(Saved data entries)
************

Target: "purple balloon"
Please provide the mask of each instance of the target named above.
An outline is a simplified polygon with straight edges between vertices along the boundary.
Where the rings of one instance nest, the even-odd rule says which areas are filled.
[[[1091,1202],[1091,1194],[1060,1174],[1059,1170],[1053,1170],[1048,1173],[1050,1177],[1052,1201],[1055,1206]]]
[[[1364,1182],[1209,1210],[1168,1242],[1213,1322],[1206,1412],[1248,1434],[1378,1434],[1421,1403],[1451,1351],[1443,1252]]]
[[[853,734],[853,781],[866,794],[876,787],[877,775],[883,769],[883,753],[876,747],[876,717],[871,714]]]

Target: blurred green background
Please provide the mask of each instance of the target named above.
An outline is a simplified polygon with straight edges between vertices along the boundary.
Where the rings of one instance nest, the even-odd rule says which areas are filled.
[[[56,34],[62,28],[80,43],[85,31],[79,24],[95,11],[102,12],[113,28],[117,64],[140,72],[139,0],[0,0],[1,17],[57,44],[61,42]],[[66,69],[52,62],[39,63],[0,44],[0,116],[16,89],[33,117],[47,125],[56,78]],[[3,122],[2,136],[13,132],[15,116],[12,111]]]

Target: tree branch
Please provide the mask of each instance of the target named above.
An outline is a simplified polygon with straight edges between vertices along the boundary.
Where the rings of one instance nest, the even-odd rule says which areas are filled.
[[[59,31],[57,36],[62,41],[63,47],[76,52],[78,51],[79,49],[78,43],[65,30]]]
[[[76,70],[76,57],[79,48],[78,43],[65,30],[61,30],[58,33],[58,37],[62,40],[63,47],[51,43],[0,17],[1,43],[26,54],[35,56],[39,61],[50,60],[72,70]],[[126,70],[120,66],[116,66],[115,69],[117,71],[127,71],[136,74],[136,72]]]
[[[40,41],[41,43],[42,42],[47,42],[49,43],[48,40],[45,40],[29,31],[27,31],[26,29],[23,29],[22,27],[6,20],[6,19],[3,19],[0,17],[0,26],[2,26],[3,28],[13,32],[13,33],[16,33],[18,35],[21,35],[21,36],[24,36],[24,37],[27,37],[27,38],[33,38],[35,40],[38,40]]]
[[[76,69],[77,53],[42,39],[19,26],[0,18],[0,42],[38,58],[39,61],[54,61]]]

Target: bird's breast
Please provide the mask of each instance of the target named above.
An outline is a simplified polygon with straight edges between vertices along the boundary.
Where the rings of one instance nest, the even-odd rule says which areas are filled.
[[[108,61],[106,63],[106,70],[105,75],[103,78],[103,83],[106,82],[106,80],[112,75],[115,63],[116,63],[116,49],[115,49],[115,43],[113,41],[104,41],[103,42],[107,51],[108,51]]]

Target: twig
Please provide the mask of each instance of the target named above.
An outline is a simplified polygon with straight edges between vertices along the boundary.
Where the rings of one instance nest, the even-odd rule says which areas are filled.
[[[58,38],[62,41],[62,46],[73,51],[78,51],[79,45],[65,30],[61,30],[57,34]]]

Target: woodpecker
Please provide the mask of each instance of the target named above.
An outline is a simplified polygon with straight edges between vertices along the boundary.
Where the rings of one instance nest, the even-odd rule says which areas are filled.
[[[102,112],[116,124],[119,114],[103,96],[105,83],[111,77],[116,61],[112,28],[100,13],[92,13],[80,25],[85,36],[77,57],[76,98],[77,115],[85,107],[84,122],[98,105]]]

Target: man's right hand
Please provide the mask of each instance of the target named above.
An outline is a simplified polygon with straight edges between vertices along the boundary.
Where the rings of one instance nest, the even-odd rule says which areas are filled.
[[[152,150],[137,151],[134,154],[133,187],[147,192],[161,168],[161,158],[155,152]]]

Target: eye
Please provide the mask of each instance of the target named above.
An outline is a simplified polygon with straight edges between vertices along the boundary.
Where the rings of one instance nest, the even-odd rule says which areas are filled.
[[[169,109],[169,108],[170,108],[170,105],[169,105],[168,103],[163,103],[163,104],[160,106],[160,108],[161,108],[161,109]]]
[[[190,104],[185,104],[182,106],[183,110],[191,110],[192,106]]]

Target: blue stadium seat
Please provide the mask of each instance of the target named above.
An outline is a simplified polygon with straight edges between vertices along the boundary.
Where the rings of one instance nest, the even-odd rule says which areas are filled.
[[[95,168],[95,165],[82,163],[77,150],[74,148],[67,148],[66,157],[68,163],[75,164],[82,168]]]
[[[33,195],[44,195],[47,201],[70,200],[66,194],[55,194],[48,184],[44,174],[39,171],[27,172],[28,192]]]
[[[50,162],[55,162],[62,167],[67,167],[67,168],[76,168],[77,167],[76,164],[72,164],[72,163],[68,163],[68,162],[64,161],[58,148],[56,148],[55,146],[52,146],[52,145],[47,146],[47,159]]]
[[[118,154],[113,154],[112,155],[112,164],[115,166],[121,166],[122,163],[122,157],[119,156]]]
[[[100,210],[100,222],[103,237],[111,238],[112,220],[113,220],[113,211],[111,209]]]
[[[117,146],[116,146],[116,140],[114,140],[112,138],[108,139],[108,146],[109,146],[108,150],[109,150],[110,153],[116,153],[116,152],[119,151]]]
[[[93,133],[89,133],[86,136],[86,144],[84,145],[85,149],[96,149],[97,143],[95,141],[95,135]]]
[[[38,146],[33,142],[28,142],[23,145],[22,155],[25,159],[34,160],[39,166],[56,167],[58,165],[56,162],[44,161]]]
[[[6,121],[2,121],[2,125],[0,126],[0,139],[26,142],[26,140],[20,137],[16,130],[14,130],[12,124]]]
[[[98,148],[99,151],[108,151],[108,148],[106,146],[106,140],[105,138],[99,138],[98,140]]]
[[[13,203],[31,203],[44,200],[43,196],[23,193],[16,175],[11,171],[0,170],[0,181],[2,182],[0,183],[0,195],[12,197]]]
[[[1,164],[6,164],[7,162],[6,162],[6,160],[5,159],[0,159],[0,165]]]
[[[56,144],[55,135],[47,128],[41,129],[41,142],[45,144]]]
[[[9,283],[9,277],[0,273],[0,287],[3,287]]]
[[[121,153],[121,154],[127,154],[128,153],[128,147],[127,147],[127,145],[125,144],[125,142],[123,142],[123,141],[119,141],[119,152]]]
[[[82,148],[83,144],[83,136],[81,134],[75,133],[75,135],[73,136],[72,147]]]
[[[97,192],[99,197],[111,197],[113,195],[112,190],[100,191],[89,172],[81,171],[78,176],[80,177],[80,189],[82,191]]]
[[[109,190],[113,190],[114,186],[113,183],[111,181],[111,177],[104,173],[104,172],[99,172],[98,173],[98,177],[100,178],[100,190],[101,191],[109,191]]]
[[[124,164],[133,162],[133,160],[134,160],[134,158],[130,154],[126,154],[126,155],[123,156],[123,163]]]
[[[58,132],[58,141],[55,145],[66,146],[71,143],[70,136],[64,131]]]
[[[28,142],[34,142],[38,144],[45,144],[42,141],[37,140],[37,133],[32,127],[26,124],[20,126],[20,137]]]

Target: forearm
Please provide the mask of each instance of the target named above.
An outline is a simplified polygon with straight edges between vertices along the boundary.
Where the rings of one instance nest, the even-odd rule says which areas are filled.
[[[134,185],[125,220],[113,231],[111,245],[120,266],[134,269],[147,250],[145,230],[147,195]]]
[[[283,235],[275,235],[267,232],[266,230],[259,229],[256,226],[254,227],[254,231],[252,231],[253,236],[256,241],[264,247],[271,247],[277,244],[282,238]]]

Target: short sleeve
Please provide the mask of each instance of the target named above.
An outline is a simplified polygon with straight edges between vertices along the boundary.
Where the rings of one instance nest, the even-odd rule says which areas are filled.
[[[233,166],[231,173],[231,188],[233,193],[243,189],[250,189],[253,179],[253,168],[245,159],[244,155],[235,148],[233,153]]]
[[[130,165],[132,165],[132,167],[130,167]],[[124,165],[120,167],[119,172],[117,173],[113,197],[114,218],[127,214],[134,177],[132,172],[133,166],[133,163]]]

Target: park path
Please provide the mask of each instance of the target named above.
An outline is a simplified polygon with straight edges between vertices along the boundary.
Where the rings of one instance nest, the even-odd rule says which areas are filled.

************

Repeat the lines above, from the one containing "Target: forearm" to the final line, word for word and with nothing else.

Target: forearm
Please provide the mask of each instance of the target named above.
An outline is a simplified polygon with straight edges between vertices along the boundary.
Where the rings of one instance nest, the even-odd rule says which areas are filled.
[[[134,185],[125,220],[113,231],[111,245],[120,266],[134,269],[147,250],[145,230],[147,195]]]
[[[283,235],[275,235],[267,232],[266,230],[259,229],[256,226],[254,227],[254,231],[252,231],[253,236],[256,241],[264,247],[271,247],[277,244],[282,238]]]

Target: short sleeve
Please provide the mask of each instance of the target named above.
An outline is a simplified polygon with straight edges between vertices along the boundary.
Where the rings of one instance nest, the even-odd rule says which areas are filled.
[[[233,166],[231,173],[231,188],[233,193],[243,189],[250,189],[253,179],[253,168],[245,159],[244,155],[235,148],[233,153]]]
[[[130,165],[132,165],[132,167],[130,167]],[[124,165],[120,167],[119,172],[117,173],[113,197],[114,218],[127,214],[134,177],[132,172],[133,166],[133,163]]]

Target: park path
Please provide the mask of each instance of the target named above.
An outline is a simplified polygon with straight edges between vertices along the boundary.
Where the rings of one instance nest, the even-odd rule says which areas are filled.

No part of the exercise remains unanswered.